(Problem to solve) Search the entries below for "point" and copy each matching line.

(Provided records)

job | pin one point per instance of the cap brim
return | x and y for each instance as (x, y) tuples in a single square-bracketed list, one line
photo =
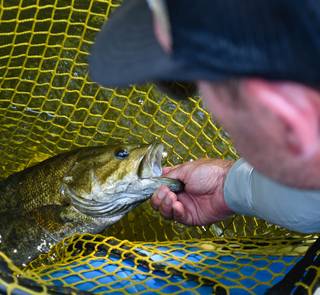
[(127, 52)]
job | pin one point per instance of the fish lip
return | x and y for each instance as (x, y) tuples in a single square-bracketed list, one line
[(151, 163)]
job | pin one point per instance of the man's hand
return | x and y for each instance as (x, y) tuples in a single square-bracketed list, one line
[(202, 201)]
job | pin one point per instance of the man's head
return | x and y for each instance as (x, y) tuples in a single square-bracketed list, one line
[(225, 44)]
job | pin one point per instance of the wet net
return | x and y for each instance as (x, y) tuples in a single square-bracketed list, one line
[(49, 105)]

(Task response)
job | pin one point per instance of the cap brim
job | pin one point per instance of the fish lip
job | pin one point per instance of the man's hand
job | pin one point per instance of the man's head
job | pin one point per instance of the wet net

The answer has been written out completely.